ACTIVITY:
Your answer must be the full listing below, restated word for word, with no pictures in it.

EXTRACTED INFORMATION:
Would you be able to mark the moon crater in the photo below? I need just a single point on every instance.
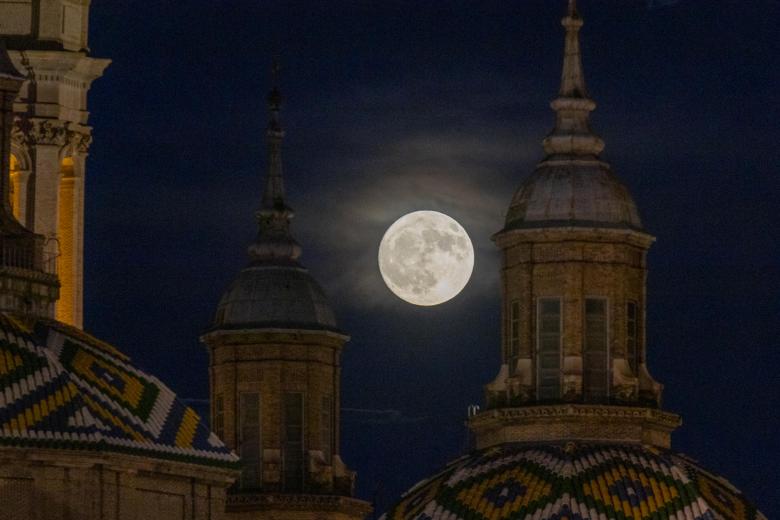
(426, 258)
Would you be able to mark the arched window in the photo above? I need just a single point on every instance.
(595, 351)
(14, 190)
(632, 331)
(293, 455)
(548, 358)
(67, 233)
(249, 444)
(513, 352)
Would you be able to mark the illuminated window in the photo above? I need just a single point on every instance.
(595, 358)
(249, 440)
(67, 236)
(549, 350)
(514, 336)
(293, 442)
(632, 350)
(326, 418)
(13, 189)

THE COMPLETED TASK:
Would you be able to mark the moon crater in the photo below? I need just a single point on every instance.
(426, 258)
Would you be able to mark the arched window in the photo above? I need just a single point on every instance.
(595, 351)
(14, 190)
(632, 331)
(293, 455)
(548, 358)
(67, 233)
(249, 444)
(513, 352)
Would you be able to mark the illuminated window in the photo above? I need just a single point on every instance.
(595, 358)
(249, 440)
(67, 236)
(549, 350)
(514, 336)
(293, 442)
(632, 350)
(326, 418)
(13, 189)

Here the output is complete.